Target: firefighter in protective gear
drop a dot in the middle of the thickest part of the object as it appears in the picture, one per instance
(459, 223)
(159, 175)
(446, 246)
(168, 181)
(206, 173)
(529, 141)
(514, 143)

---------------

PROBLEM STATEMENT: Once more, write out the records exactly as they are.

RESPONSE:
Target: firefighter in protective gear
drop a dot in the middle of the thickest part of the object as it appears in the picture, one per instance
(459, 223)
(159, 175)
(446, 246)
(168, 181)
(206, 173)
(529, 141)
(514, 143)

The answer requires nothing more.